*Challenge*. Rewrite the items below with every "query" changed to "target" and nothing else altered. Leave the pictures out of your answer.

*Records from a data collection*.
= = = = = = =

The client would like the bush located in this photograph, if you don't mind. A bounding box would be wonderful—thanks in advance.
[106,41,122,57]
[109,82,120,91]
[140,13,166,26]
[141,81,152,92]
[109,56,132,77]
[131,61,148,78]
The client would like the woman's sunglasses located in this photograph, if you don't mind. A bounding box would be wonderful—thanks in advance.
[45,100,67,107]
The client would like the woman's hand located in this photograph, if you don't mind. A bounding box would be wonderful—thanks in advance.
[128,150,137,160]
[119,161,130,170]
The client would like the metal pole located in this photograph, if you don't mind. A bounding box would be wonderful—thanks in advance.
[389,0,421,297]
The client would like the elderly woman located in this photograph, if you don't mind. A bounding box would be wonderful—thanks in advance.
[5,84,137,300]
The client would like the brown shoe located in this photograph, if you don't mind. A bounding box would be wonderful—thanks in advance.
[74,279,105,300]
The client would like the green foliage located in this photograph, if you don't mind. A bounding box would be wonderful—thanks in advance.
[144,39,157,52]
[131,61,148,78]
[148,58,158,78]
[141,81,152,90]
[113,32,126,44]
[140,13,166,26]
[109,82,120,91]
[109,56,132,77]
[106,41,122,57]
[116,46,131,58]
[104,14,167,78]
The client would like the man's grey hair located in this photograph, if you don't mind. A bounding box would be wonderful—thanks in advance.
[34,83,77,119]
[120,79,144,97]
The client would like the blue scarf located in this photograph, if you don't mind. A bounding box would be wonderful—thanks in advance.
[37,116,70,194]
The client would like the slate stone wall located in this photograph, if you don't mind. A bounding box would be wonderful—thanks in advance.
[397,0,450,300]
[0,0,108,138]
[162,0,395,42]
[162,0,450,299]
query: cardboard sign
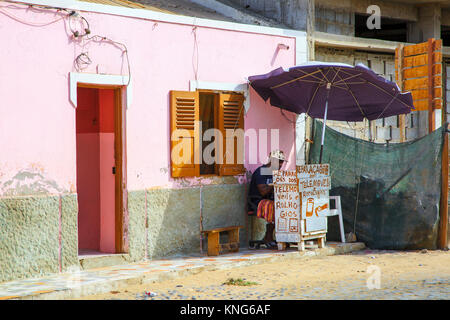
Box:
[297,164,331,232]
[273,171,300,242]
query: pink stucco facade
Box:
[0,3,298,193]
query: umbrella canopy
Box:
[248,62,414,121]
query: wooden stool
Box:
[202,226,243,256]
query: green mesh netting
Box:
[310,120,443,250]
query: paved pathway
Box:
[0,242,364,300]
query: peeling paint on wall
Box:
[0,165,67,196]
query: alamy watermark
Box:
[366,4,381,30]
[171,121,280,169]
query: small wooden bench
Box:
[202,226,243,256]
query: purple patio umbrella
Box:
[248,61,414,163]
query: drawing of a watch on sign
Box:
[306,198,328,218]
[277,214,298,232]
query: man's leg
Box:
[264,223,275,242]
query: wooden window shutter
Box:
[170,91,200,177]
[218,93,245,176]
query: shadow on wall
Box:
[142,184,247,259]
[0,168,66,196]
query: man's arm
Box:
[256,184,273,197]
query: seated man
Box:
[248,150,285,248]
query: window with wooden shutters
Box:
[170,91,245,178]
[218,93,245,176]
[170,91,200,177]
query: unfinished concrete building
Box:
[215,0,450,143]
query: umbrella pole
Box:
[319,91,330,164]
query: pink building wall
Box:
[0,3,302,194]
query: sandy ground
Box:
[78,250,450,300]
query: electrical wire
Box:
[82,35,131,86]
[0,6,67,27]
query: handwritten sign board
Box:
[297,164,331,233]
[273,171,300,242]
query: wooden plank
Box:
[413,99,442,111]
[395,44,406,142]
[403,75,442,91]
[438,127,449,249]
[403,39,442,57]
[411,87,442,100]
[403,63,442,80]
[428,38,436,133]
[202,226,243,233]
[402,52,442,68]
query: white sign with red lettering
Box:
[297,164,331,232]
[273,170,300,242]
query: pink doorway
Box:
[76,87,121,253]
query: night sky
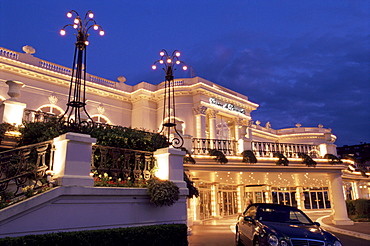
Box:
[0,0,370,146]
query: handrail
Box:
[192,138,237,156]
[91,145,156,181]
[252,142,320,158]
[0,140,55,198]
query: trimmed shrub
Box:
[148,177,180,206]
[0,224,188,246]
[209,149,229,164]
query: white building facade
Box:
[0,47,370,224]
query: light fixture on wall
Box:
[152,49,188,148]
[59,10,104,133]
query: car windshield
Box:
[256,207,313,225]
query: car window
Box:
[244,206,257,219]
[256,207,312,224]
[289,211,312,224]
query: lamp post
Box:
[152,49,187,148]
[59,10,104,133]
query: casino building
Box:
[0,46,370,224]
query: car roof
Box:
[248,203,299,210]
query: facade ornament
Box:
[265,121,271,129]
[117,75,126,83]
[97,103,105,115]
[207,108,218,118]
[22,45,36,55]
[193,106,207,115]
[48,93,58,105]
[5,80,24,101]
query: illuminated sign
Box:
[209,97,245,114]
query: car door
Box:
[239,205,257,245]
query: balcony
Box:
[192,138,320,158]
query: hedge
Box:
[346,199,370,219]
[0,224,188,246]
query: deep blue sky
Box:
[0,0,370,146]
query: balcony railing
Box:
[0,141,55,199]
[23,109,57,122]
[91,145,156,181]
[252,142,320,158]
[0,47,119,88]
[192,138,237,156]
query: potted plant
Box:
[209,149,229,164]
[242,150,257,164]
[298,153,317,167]
[274,152,289,166]
[147,177,180,206]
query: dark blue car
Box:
[235,203,342,246]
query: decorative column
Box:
[53,132,96,186]
[193,106,207,139]
[238,185,246,213]
[319,143,337,157]
[295,186,305,210]
[328,171,354,225]
[207,109,217,139]
[154,147,186,188]
[0,80,26,126]
[235,118,252,154]
[351,181,361,200]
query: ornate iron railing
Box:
[23,109,57,122]
[91,145,156,181]
[0,141,55,198]
[252,142,320,158]
[192,138,237,156]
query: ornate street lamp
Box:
[59,10,104,133]
[152,49,188,148]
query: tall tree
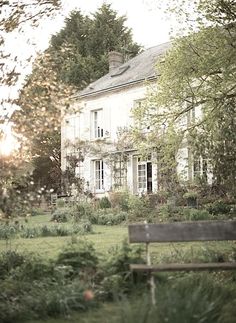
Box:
[50,4,140,89]
[134,0,236,196]
[14,5,140,192]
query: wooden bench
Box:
[128,221,236,304]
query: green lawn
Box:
[0,214,235,260]
[0,215,128,258]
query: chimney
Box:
[108,51,124,72]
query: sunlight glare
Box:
[0,128,20,156]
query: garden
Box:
[0,191,236,323]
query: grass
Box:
[0,215,235,323]
[28,302,122,323]
[0,214,234,262]
[0,214,128,258]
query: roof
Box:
[76,42,170,97]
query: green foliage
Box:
[57,240,98,272]
[207,200,231,215]
[51,208,72,222]
[99,196,111,209]
[111,273,235,323]
[131,0,236,197]
[109,191,130,211]
[50,4,140,89]
[183,209,212,221]
[97,211,128,225]
[100,240,144,299]
[0,253,94,323]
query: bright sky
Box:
[0,0,171,153]
[0,0,171,116]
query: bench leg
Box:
[149,273,156,306]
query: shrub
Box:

= = = = = = =

*Answer in full*.
The client would like the bush located in this photograph, if you don't mind. A bounding box would be wonderful—thanks in advance.
[106,41,122,57]
[109,82,120,91]
[140,13,166,26]
[141,81,152,92]
[109,56,132,77]
[131,61,148,78]
The client would like the woman's sunglasses located in this photograph, if you don't mind. A bounding box would be wonderful—thanks in advance.
[45,100,67,107]
The client would like the woman's hand located in this photograph, if you don't mind. A bounding box would be wonderful—thanks in advance.
[128,150,137,160]
[119,161,130,170]
The client would like the metal pole located in this photograph, if you don't mind. A bounding box would be wonderful—thanks in advance.
[389,0,421,297]
The client would like the elderly woman located in this photograph, if you don't mind. A bounding box would be wonderful—thanks in advance.
[5,84,137,300]
The client would like the brown shoe located in this photograph, if you don't mind. A bounding box would be wonderful—thanks in advance.
[74,279,105,300]
The client would like the green foliage located in this photograph, if you don't mind. A bounding box would be wonderful—thanks in advance.
[144,39,157,52]
[131,61,148,78]
[148,58,158,78]
[141,81,152,90]
[113,32,126,44]
[140,13,166,26]
[109,82,120,91]
[109,56,132,77]
[106,41,122,57]
[116,46,131,58]
[104,14,167,78]
The client would like the man's grey hair located in this photograph, if you don't mind. A bounding box would be wonderful—thanks in advance.
[34,83,77,119]
[120,79,144,97]
The client would like the blue scarf located in this photograph, if you don't mind. A bounding box would be wonderful—thanks in advance.
[37,116,70,194]
The client would like the slate stone wall located in this photograph, if you don't mind. A bounding box would be wonderful—thanks in advance.
[397,0,450,300]
[0,0,108,138]
[162,0,395,42]
[162,0,450,299]
target: cardboard sign
Box:
[297,164,331,232]
[273,171,300,242]
target: pink stucco facade
Box:
[0,3,298,193]
target: umbrella canopy
Box:
[248,62,414,121]
target: wooden stool
Box:
[202,226,243,256]
target: green mesh netting
Box:
[310,120,443,250]
target: paved pathway
Box:
[0,242,364,300]
target: peeling paint on wall
Box:
[0,165,67,196]
target: alamy watermark
Box:
[366,4,381,30]
[171,121,280,169]
target: small wooden bench
Box:
[202,226,243,256]
target: purple patio umbrella
Box:
[248,61,414,163]
target: drawing of a watch on sign
Box:
[306,198,328,218]
[277,214,298,232]
target: man's leg
Box:
[264,223,275,242]
target: wooden window shutter
Box:
[170,91,200,177]
[218,93,245,176]
target: shadow on wall
Box:
[142,184,247,259]
[0,168,66,196]
target: man's arm
Box:
[256,184,273,197]
target: seated man
Box:
[248,150,285,248]
target: window with wooden shutters
Box:
[170,91,245,178]
[218,93,245,176]
[170,91,200,177]
target: unfinished concrete building
Box:
[215,0,450,143]
target: umbrella pole
Box:
[319,91,330,164]
target: pink building wall
Box:
[0,3,302,194]
target: sandy ground
Box:
[78,250,450,300]
target: electrical wire
Box:
[82,35,131,86]
[0,6,67,27]
target: handwritten sign board
Box:
[297,164,331,233]
[273,171,300,242]
target: wooden plank
Box:
[413,99,442,111]
[395,44,406,142]
[403,75,442,91]
[438,127,449,249]
[403,39,442,57]
[411,87,442,100]
[403,63,442,80]
[428,38,436,133]
[202,226,243,233]
[402,52,442,68]
target: white sign with red lettering
Box:
[297,164,331,232]
[273,170,300,242]
target: pink doorway
Box:
[76,87,121,253]
target: night sky
Box:
[0,0,370,146]
target: handrail
Box:
[192,138,237,156]
[91,145,156,181]
[252,142,320,158]
[0,140,55,198]
target: trimmed shrub
Box:
[148,177,180,206]
[0,224,188,246]
[209,149,229,164]
target: white building facade
Box:
[0,47,370,224]
target: light fixture on wall
Box:
[152,49,188,148]
[59,10,104,133]
target: car windshield
Box:
[256,207,313,225]
target: car window
Box:
[244,206,257,219]
[256,207,312,224]
[289,211,312,224]
target: lamp post
Box:
[152,49,187,148]
[59,10,104,133]
target: casino building
Box:
[0,46,370,224]
target: car roof
Box:
[248,203,299,210]
target: facade ornament
Box:
[265,121,271,129]
[117,75,126,83]
[97,103,105,115]
[207,108,218,118]
[22,45,36,55]
[193,106,207,115]
[48,93,58,105]
[5,80,24,101]
target: illuminated sign
Box:
[209,97,245,114]
target: car door
Box:
[239,205,257,245]
target: balcony
Box:
[192,138,320,158]
target: hedge
Box:
[346,199,370,219]
[0,224,188,246]
target: deep blue sky
Box:
[0,0,370,146]
target: balcony railing
Box:
[0,141,55,199]
[23,109,57,122]
[91,145,156,181]
[252,142,320,158]
[0,47,119,88]
[192,138,237,156]
target: potted plant
Box:
[209,149,229,164]
[242,150,257,164]
[298,153,317,167]
[274,152,289,166]
[147,177,180,206]
target: dark blue car
Box:
[235,203,342,246]
target: decorative column
Box:
[53,132,96,186]
[193,106,207,139]
[238,185,246,213]
[319,143,337,157]
[295,186,305,210]
[328,171,354,225]
[207,109,217,139]
[154,147,186,188]
[0,80,26,126]
[235,118,252,154]
[351,181,361,200]
target: ornate iron railing
Box:
[23,109,57,122]
[91,145,156,181]
[0,141,55,198]
[252,142,320,158]
[192,138,237,156]
target: ornate street lamp
Box:
[59,10,104,133]
[152,49,188,148]
target: tall tree
Box:
[50,4,140,89]
[134,0,236,196]
[14,5,140,192]
target: wooden bench
Box:
[128,221,236,304]
target: green lawn
Box:
[0,214,235,260]
[0,215,128,258]
target: chimney
Box:
[108,51,124,72]
target: sunlight glare
Box:
[0,128,20,156]
target: garden
Box:
[0,191,236,323]
target: grass
Box:
[0,215,235,323]
[28,302,122,323]
[0,214,234,262]
[0,214,128,258]
target: roof
Box:
[76,42,170,97]
target: green foliage
Box:
[57,240,98,272]
[207,200,231,215]
[51,208,72,222]
[99,196,111,209]
[111,273,235,323]
[131,0,236,197]
[109,191,130,211]
[50,4,140,89]
[183,209,212,221]
[97,211,128,225]
[100,240,144,299]
[0,253,94,323]
target: bright sky
Box:
[0,0,171,153]
[0,0,171,116]
target: bench leg
Box:
[149,273,156,306]
target: shrub
Box:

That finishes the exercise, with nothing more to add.